> EXERCISE DESCRIPTION: Your task is to copy every line of the entries that contains "tree".

> PROVIDED INFORMATION:
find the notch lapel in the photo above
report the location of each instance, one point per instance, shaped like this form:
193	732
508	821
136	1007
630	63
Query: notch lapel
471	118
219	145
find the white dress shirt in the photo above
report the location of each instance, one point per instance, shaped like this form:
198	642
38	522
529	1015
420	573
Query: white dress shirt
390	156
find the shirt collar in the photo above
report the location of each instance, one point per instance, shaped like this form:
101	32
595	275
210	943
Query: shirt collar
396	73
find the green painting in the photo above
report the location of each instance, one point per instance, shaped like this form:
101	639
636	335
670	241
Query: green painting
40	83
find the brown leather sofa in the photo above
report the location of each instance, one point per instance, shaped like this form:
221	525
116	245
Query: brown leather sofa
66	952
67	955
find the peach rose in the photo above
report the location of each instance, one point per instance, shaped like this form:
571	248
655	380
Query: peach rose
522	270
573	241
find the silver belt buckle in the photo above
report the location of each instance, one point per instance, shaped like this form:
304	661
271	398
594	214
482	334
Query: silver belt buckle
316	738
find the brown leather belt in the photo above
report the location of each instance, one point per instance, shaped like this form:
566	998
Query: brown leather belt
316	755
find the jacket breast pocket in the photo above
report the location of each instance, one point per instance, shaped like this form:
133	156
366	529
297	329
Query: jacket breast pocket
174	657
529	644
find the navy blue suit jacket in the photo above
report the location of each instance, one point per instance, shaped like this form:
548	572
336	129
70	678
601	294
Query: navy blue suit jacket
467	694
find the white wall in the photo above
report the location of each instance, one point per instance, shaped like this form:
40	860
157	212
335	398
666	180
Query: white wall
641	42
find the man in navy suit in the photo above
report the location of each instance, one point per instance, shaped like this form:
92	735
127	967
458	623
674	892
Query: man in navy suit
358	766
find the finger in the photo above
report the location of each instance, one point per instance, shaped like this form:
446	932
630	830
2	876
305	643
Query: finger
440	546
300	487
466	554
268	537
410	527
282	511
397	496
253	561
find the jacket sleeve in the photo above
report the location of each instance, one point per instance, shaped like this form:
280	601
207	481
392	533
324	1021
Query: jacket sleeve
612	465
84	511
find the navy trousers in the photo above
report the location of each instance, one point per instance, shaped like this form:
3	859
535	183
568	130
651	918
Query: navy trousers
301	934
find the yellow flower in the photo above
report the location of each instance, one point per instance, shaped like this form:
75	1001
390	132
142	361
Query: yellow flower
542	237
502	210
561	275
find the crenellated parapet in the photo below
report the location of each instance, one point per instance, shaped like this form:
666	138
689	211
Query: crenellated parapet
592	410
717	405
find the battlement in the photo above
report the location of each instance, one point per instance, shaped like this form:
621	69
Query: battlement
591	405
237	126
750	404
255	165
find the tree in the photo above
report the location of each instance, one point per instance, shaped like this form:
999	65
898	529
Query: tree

> PROBLEM SOLUTION:
find the tree in the photo above
Query: tree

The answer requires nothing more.